## Text section
— BEGIN —
Everyone is busy ushering in the New Year – celebrating, partying, making resolutions, reminiscing old times and of course getting used to writing “2015” in the “date” columns. Yes, 2014 comes to an end. In fact, yet another year begins! Some are enjoying the holiday with their loved ones, some on trips with friends and some others working hard like any other day to ensure everyone has a jolly good holiday. So what is it that we’re celebrating about – just a day, a month passing on the calendar, like any other? Not that I don’t enjoy the holiday or the celebrations (in fact, a year should have more such days where we celebrate life). But I feel this gives us a chance to look back for a few hours and re-assess, get our bearings right.
So what do I remember from 2014? What is the big change that happened?
A year back, I was sitting happily in college with not a worry in the world. Of course, there were placements. But then everyone knew it was about to come – it was a bomb waiting to explode. And we’d already got a taste of it a year back. Nothing new. But the major change was the one that would happen in April – when we’d get out of campus and into the wilderness.
College life was coming to a close. Corporate life was waiting to swallow us. What lay on the other side was unknown, scary. Most seniors spoke of it as unpleasant. “Yaar, enjoy college life. You’ll never enjoy the same way again” “Life gets boring after college man”. These are two lines that you will hear for sure. And that can be scary. You start thinking – “Is this why I got into B-School?” “Is this all a big mistake?” “Should I have taken up that engineering job or gone for MS?” Yes, it gets a bit messy at that point. But then, you manage to deal with the situation (by facing/ignoring it). And soon enough, you’ll be placed in some company and sent packing out of college with the diploma in your hand. It all happens quite fast.
And now, it has been almost 8 months into the job. Life has changed for sure. Was it all true? What about the part where life gets boring? Does corporate life make you a slave? The answer is debatable, of course. I’d say that the answer depends greatly on your choice. So how has life actually changed?
Let’s do a little exercise here. Take two minutes and think about what campus life means to you? How do you think life really is? What is expected of you? What have you achieved in it?
Great! Now do the same for corporate life. What do you think about it? How do you think life will be? What do you expect to do? What have you heard about corporate life from peers/seniors?
Done? Great! There is a mismatch isn’t it? Well, if there isn’t a mismatch now, you’ll soon see why there will be one. If there still isn’t a mismatch, then congratulations! You’re on the right track. And here’s why the mismatch usually happens!
— END —
## Provided material
— BEGIN —
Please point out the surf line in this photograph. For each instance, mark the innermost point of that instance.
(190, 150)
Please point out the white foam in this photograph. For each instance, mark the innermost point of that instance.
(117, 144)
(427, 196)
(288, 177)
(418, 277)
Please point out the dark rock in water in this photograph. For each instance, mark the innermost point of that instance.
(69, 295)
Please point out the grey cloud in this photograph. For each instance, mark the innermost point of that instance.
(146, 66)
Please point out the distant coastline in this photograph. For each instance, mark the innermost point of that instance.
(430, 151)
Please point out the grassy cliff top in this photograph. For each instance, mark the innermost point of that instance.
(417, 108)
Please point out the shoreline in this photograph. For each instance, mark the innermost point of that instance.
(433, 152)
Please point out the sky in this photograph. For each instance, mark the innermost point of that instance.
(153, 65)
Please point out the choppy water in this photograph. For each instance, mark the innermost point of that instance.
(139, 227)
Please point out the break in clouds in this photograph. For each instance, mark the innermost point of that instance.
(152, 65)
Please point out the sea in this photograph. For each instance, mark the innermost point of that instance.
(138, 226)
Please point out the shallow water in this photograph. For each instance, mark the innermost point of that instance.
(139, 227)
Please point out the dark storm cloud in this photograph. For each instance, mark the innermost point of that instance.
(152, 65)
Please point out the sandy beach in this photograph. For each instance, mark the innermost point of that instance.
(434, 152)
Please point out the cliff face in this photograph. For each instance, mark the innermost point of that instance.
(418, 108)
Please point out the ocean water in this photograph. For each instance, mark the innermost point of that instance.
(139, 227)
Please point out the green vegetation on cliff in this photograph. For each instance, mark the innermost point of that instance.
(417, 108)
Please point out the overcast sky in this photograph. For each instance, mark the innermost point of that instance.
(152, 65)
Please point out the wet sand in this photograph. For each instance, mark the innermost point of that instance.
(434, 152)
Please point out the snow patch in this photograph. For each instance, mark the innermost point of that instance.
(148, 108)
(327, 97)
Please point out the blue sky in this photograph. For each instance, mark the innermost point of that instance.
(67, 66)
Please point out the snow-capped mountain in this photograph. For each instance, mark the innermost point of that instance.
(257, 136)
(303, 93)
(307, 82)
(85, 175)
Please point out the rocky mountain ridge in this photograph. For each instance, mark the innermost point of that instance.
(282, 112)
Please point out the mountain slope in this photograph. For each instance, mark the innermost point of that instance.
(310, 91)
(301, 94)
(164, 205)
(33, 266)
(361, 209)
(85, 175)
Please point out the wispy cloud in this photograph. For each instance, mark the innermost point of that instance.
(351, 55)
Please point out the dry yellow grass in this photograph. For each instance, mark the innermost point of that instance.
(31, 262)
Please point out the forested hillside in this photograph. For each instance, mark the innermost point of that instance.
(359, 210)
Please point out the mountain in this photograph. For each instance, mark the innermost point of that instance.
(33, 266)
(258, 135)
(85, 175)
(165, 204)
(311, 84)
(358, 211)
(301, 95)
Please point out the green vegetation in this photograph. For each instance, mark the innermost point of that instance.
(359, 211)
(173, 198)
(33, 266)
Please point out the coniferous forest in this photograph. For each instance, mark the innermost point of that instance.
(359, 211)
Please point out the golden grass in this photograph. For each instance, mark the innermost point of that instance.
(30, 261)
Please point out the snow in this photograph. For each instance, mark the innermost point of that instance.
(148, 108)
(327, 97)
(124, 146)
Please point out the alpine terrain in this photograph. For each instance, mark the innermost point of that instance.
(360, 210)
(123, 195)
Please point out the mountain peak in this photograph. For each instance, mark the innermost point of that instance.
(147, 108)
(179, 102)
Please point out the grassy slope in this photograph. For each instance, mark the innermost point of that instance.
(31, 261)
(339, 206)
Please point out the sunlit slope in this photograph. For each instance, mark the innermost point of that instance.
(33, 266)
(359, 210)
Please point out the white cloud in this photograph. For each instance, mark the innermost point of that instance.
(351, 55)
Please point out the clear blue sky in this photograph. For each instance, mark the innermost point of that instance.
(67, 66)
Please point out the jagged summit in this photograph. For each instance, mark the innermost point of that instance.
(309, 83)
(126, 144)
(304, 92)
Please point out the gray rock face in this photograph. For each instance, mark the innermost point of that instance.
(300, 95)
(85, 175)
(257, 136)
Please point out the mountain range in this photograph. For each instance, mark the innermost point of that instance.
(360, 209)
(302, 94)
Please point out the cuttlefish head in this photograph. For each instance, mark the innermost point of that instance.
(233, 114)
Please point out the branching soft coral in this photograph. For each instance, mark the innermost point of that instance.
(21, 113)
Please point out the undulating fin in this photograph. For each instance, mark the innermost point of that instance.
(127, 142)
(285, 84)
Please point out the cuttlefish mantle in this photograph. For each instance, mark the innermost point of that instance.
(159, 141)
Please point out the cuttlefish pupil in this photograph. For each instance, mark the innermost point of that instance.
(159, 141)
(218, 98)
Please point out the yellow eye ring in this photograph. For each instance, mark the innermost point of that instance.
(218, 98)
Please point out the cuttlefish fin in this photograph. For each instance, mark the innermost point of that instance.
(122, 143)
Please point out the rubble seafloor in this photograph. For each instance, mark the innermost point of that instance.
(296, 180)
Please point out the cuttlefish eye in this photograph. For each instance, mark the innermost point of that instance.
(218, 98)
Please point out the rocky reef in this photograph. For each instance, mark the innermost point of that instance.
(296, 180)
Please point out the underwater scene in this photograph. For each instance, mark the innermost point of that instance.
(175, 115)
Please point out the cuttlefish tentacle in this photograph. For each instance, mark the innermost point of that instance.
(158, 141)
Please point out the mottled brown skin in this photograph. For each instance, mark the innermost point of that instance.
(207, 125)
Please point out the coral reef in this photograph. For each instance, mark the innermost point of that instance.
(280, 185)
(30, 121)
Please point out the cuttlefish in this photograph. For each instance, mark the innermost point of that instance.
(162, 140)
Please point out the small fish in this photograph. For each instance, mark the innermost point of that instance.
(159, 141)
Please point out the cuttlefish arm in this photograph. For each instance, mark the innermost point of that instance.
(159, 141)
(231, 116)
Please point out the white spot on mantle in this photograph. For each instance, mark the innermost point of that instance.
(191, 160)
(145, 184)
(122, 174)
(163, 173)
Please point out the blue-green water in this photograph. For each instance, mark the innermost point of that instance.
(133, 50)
— END —
## Challenges
#1 In the blog post about leaving college for corporate life, write out the part from "And now, it" to "life actually changed?" again, changing "corporate life" to "office life".
#2 Put this sentence from the blog post about leaving college for corporate life into Spanish: "I’d say that the answer depends greatly on your choice."

## Task answers
#1
And now, it has been almost 8 months into the job. Life has changed for sure. Was it all true? What about the part where life gets boring? Does office life make you a slave? The answer is debatable, of course. I’d say that the answer depends greatly on your choice. So how has life actually changed?

#2 Yo diría que la respuesta depende en gran medida de tu elección.